START Reading passage
Working with the JSON data format
Data Dog
JSON data format is a standard feature of today's Internet – and a common option for mobile and desktop apps – but many users still regard it as something of a mystery. We'll take a close look at JSON format and some of the free tools you can use for reading and manipulating JSON data.
Our world of web applications and fast, interactive mobile devices calls for the free exchange of data in easily accessible forms. Standard formats promote interoperability and minimize development time. Open formats also make it easy to import data into other applications. Over the years, several popular alternatives have emerged. CSV, XML, and YAML are well known and easy to adapt to different applications (see the box entitled "Comparing Formats" and Listings 1-3 for examples). One format that is used extensively for web applications, mobile applications, and even some conventional desktop tools is JavaScript Object Notation (JSON) [1].
END Reading passage
START Data excerpts
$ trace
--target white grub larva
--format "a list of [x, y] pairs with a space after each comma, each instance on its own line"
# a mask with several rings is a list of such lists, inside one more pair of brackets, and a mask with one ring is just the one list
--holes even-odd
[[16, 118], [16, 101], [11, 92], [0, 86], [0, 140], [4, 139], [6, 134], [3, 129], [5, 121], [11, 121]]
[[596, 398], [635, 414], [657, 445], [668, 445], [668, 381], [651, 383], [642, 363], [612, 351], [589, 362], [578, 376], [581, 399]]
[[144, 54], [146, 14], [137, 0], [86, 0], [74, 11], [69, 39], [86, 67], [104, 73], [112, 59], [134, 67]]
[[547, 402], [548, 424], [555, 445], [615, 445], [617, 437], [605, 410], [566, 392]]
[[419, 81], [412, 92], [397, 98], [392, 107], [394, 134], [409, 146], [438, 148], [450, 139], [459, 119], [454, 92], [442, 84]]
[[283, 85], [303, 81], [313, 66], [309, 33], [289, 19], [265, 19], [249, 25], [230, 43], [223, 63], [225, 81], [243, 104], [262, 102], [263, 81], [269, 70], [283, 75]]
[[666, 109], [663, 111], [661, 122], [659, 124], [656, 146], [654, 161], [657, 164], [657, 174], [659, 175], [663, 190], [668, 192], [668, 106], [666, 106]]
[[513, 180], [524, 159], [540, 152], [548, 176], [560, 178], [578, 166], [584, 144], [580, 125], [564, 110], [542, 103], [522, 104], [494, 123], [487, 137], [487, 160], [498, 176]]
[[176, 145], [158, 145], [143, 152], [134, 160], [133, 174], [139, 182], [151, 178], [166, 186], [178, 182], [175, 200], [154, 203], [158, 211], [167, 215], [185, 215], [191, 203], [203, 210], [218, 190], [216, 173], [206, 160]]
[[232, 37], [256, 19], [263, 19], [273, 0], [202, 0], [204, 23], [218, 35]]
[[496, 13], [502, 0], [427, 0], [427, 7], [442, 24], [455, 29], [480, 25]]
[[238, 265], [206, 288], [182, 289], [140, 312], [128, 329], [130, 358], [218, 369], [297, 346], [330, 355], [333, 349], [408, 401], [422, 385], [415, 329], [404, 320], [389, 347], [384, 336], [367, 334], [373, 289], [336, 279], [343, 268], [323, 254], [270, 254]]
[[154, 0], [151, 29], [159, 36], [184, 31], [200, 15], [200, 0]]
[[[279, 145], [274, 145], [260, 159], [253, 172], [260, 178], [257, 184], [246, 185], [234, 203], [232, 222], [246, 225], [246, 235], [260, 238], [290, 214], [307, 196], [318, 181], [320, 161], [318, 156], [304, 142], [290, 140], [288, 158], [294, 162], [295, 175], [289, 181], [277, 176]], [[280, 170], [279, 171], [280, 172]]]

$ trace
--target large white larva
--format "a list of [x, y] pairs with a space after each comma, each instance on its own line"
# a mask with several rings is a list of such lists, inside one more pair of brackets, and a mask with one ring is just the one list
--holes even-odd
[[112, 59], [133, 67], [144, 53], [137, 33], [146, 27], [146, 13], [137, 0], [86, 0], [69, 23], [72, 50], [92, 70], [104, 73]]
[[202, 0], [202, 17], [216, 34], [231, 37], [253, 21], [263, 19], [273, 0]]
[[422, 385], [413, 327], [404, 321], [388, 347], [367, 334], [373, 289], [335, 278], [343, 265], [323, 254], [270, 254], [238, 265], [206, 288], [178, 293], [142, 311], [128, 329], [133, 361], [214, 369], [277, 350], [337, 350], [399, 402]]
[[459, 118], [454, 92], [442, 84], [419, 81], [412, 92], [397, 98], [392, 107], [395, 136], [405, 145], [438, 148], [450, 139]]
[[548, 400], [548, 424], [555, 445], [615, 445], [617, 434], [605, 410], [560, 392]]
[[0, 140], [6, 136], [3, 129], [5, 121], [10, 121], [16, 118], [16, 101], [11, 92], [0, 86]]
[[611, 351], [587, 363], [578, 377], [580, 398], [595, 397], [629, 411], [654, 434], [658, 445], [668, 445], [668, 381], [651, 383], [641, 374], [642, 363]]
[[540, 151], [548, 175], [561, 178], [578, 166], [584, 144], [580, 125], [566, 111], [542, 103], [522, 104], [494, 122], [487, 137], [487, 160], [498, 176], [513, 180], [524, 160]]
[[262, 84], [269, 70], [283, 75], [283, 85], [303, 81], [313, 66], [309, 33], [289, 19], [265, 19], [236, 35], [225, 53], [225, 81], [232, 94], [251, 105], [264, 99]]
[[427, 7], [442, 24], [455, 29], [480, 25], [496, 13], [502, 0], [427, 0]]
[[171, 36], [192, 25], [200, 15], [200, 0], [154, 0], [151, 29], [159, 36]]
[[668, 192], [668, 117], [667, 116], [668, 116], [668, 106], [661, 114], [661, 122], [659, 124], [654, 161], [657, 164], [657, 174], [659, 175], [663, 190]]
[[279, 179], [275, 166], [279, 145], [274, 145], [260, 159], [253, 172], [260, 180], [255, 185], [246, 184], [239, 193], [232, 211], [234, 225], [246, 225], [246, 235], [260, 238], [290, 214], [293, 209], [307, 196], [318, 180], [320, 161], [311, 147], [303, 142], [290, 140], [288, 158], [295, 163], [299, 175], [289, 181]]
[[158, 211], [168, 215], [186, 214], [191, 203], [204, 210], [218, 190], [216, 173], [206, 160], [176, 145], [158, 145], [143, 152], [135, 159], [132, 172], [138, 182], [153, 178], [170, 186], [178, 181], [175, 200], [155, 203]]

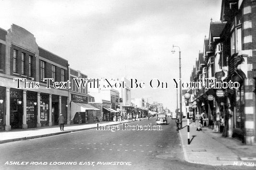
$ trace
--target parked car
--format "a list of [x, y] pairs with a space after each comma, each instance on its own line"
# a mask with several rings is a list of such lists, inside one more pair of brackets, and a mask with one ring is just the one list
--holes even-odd
[[157, 117], [157, 120], [156, 120], [156, 123], [157, 125], [167, 125], [167, 115], [165, 114], [158, 114]]

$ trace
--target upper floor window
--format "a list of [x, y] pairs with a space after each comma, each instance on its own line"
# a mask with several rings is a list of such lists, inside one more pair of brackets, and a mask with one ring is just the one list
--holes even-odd
[[55, 82], [56, 80], [56, 66], [51, 65], [51, 78], [53, 79], [53, 81]]
[[61, 82], [64, 81], [64, 69], [61, 69]]
[[40, 62], [40, 80], [43, 81], [45, 78], [45, 62], [43, 61]]
[[25, 74], [25, 55], [24, 53], [21, 53], [21, 74]]
[[28, 56], [28, 75], [32, 76], [32, 56]]
[[223, 44], [220, 43], [220, 44], [218, 44], [217, 46], [218, 46], [218, 52], [219, 52], [222, 51]]
[[18, 71], [18, 64], [17, 64], [17, 55], [18, 54], [18, 51], [16, 50], [13, 50], [13, 72], [17, 73]]
[[231, 30], [231, 54], [238, 53], [242, 50], [242, 11], [235, 16], [232, 22]]
[[210, 58], [210, 64], [214, 63], [214, 57], [212, 57]]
END Data excerpts
* _What the task asks_: Pick up the article on the JSON data format after its final sentence and write the next part of it.

* _Task result_:
Comparing Formats
Using comma-separated values (CSV) ensures the data remains manageable for the most part, but the format is neither standardized nor particularly flexible. In a file like the one in Listing 1, neither the character set nor the separator between columns is fixed. In practical applications, spaces, tabs, hyphens, or semicolons are sometimes used instead of commas. Corresponding key data either has to be agreed upon or inferred from the file itself. Furthermore, the format does not allow nested records, arrays, or binary data.
The Extensible Markup Language (XML) is far more structured and flexible than CSV. A notable feature of XML is the data field enclosed in the field name with the form <fieldname>value</fieldname>
(Listing 2). In practice, it makes sense to choose field names that let you infer the contents. The order of the fields is usually variable in a layer, and fields can be missing. One disadvantage of XML is that an XML file is significantly larger due to the need to continually repeat the field labels for each entry.
YAML is a recursive acronym for YAML Ain't Markup Language. The YAML specification describes a very compact way to serialize data. Hyphens and indentations using spaces serve as the basis for denoting fields. YAML borrows from XML, as well as from the format in which three programming languages (Python, Perl, and C) describe their data structures. Listing 3 shows the book inventory data as a YAML structure.
JSON [1] is based on JavaScript. The format is also very compact and flexible. In contrast to YAML, JSON explicitly identifies objects and their attributes, whereas in YAML, the assignment is derived from the context of the indentation depth.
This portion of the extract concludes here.